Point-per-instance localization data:
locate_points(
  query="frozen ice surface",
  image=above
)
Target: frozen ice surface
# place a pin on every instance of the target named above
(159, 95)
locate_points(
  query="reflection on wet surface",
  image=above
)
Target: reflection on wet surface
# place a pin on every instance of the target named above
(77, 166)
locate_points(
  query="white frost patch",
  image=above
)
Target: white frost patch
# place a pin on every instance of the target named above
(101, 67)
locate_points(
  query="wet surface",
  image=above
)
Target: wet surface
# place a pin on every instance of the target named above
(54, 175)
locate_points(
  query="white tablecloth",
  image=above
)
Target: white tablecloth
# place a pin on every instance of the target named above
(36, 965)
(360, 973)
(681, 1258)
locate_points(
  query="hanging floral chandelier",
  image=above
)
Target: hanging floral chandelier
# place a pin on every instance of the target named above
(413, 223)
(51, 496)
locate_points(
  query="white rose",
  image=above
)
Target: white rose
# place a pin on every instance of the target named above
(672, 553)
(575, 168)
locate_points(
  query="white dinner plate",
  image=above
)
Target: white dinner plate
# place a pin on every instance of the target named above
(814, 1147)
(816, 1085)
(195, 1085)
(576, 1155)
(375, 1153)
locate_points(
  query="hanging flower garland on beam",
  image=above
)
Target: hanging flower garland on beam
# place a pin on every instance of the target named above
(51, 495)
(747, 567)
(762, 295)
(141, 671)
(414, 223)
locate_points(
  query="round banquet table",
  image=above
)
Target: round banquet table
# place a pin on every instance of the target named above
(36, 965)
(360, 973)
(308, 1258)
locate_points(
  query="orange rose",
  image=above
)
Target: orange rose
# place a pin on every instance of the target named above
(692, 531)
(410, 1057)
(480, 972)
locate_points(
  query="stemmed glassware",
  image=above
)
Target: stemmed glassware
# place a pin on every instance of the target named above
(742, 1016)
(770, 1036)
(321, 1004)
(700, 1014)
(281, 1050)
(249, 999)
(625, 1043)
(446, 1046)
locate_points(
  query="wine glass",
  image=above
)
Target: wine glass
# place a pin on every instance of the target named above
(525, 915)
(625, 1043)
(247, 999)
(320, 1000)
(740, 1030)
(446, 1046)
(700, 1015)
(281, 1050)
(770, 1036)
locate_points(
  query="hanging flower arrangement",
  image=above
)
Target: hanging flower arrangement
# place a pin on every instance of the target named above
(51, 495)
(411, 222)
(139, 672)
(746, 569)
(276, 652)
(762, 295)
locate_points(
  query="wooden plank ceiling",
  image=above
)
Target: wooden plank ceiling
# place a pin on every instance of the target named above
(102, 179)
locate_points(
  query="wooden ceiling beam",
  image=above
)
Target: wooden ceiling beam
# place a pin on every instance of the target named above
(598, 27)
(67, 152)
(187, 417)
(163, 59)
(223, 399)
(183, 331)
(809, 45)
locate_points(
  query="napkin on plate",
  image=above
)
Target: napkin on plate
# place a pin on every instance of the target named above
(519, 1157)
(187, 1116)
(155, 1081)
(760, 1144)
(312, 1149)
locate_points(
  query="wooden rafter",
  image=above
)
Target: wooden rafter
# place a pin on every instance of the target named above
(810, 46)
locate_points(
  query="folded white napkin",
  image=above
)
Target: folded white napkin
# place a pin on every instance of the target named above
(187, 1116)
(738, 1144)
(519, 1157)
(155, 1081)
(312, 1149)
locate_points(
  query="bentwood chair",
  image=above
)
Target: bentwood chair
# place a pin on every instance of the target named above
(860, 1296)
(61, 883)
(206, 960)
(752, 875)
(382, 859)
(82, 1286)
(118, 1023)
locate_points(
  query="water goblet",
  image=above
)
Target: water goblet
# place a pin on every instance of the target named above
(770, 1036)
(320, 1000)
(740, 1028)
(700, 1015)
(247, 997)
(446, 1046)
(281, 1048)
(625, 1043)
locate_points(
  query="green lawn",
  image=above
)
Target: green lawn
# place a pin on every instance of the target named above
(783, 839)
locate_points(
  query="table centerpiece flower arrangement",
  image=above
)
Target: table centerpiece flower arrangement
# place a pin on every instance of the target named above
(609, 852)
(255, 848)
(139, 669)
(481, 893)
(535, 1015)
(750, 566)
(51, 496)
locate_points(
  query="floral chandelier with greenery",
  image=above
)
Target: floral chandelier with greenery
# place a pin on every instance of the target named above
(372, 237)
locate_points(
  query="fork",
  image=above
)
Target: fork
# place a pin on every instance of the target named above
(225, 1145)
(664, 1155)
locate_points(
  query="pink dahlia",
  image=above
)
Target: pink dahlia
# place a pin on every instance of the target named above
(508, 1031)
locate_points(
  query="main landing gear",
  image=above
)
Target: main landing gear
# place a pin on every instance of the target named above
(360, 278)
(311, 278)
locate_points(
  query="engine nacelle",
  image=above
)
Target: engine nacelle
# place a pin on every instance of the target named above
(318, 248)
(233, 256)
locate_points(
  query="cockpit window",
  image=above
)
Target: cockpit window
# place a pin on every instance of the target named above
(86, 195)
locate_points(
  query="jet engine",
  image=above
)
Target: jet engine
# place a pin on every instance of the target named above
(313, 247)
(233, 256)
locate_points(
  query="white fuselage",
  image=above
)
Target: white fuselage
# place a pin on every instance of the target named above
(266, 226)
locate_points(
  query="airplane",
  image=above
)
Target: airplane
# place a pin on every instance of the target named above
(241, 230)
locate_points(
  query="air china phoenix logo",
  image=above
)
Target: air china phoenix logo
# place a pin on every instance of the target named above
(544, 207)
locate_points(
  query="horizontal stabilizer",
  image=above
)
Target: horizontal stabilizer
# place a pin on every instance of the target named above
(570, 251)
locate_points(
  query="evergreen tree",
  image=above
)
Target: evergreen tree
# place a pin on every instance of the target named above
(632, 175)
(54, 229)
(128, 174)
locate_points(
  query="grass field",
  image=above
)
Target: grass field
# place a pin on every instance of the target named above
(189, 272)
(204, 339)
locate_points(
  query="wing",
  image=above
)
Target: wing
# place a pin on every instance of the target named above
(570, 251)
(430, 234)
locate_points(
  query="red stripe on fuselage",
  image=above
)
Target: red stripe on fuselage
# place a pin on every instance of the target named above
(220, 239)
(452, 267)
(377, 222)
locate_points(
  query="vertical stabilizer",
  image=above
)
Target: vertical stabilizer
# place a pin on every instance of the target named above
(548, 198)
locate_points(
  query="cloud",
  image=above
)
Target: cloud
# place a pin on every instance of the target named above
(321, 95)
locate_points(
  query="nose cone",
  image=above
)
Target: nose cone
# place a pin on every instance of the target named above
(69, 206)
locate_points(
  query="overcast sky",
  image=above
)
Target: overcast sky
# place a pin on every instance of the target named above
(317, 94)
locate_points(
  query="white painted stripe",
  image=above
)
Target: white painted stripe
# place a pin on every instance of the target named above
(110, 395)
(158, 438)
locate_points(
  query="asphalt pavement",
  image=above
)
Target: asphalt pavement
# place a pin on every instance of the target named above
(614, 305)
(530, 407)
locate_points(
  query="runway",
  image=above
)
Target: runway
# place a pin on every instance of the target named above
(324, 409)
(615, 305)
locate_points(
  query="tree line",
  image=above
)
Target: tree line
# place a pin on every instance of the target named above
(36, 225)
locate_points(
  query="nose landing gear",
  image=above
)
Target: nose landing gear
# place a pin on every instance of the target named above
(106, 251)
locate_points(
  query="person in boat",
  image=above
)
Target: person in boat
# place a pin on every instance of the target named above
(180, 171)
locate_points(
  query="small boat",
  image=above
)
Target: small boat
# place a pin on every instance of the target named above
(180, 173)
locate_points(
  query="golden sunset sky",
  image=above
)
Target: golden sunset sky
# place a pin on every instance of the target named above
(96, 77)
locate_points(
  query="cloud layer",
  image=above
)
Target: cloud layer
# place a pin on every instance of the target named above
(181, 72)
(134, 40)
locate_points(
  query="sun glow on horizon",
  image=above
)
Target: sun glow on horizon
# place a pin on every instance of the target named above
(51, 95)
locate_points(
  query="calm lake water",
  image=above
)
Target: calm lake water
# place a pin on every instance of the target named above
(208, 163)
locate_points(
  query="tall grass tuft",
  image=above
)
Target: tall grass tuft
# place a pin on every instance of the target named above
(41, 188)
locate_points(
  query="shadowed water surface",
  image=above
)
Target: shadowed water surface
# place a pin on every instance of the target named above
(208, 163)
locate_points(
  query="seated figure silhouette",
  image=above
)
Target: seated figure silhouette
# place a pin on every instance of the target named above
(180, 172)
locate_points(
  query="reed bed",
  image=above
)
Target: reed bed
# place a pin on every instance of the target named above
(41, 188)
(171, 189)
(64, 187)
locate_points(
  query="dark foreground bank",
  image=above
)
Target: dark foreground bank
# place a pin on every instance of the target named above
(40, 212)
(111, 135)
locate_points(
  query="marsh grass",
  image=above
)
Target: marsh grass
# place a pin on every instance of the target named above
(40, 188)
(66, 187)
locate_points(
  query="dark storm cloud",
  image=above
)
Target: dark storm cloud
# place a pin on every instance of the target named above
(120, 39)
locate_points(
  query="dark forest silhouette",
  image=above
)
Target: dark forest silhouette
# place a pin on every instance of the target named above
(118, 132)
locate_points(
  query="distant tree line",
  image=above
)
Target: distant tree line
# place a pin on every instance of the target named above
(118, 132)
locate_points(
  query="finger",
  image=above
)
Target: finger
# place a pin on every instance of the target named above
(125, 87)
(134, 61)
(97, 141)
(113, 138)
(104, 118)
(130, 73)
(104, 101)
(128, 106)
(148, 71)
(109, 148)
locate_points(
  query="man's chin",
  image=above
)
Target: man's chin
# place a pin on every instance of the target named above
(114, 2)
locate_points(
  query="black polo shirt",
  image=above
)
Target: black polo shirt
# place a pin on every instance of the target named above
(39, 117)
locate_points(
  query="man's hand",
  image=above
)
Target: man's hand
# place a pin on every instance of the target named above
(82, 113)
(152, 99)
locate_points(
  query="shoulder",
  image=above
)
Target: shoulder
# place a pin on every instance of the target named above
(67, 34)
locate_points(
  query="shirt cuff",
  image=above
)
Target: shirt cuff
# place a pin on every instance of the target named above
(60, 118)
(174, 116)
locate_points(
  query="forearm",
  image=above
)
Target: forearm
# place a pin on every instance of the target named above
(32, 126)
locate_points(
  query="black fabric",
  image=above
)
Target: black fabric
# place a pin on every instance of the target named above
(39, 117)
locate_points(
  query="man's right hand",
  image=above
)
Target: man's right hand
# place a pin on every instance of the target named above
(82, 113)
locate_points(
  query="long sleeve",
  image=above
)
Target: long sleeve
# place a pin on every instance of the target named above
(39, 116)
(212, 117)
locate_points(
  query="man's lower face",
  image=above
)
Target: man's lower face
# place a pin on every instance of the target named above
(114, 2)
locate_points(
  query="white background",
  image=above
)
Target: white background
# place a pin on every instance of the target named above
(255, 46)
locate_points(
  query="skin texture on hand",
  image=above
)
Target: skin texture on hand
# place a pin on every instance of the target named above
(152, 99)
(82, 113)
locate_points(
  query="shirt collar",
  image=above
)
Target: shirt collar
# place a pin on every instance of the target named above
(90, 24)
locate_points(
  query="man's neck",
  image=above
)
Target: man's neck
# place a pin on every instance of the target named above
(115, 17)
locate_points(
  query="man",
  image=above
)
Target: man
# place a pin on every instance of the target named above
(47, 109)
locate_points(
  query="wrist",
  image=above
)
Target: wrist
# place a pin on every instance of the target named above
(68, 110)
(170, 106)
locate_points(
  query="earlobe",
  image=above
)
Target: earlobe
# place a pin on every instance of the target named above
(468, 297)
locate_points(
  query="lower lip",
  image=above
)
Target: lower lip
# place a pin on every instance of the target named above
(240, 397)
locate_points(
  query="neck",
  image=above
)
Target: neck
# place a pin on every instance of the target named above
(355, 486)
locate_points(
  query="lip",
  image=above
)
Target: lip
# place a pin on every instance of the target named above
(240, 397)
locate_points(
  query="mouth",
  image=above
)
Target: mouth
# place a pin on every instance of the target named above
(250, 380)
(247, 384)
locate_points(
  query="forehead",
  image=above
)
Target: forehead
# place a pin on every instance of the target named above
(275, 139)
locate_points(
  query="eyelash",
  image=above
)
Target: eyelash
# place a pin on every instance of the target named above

__TASK OBJECTIVE__
Filter the entries down to the lines with the word "chair" in them.

__ANSWER TO THE EXERCISE__
  query="bentwood chair",
Target: bentwood chair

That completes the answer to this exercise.